REQUIREMENT
Pictures are to be omitted, and every entry below is to be restated exactly.

___ DATA SHOWN ___

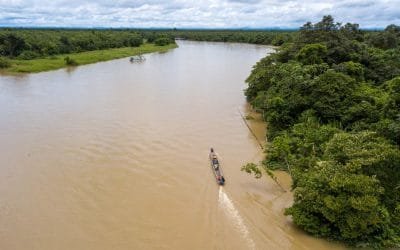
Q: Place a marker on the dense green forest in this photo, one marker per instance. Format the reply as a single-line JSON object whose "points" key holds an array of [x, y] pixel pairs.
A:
{"points": [[27, 44], [272, 37], [35, 43], [331, 99]]}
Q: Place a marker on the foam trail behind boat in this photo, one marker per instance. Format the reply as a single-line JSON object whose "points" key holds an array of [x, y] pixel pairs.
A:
{"points": [[226, 204]]}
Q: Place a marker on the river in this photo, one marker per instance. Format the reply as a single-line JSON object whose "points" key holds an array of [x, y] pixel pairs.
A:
{"points": [[114, 155]]}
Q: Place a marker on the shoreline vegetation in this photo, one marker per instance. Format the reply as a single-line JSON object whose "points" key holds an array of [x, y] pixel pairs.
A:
{"points": [[55, 62], [36, 50], [331, 100]]}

___

YOUR RESPONSE
Q: Place a marker on the dense green forest in this photo, one marker per instance. Format the reply as a single-line JSON object whose "points" key holds an array of [x, y] pixel pairs.
A:
{"points": [[27, 44], [272, 37], [35, 43], [331, 99]]}
Q: Place a marker on the foam trail behind boat in this photo, one marker per instance. Format the reply as a single-line JSON object whose "points" key holds an array of [x, y] pixel pairs.
A:
{"points": [[226, 204]]}
Q: Place a marker on the river in this photo, one marker per instance. Format the reply as a single-line JSON object whose "points" key holds an array of [x, y] pixel pairs.
A:
{"points": [[114, 155]]}
Q: Place a marker on the shoreline vegetation in this photo, one marker per instance. Format the reply as a single-line JSON object whose "points" key holds an array of [x, y] pixel pairs.
A:
{"points": [[55, 62], [36, 50], [331, 100]]}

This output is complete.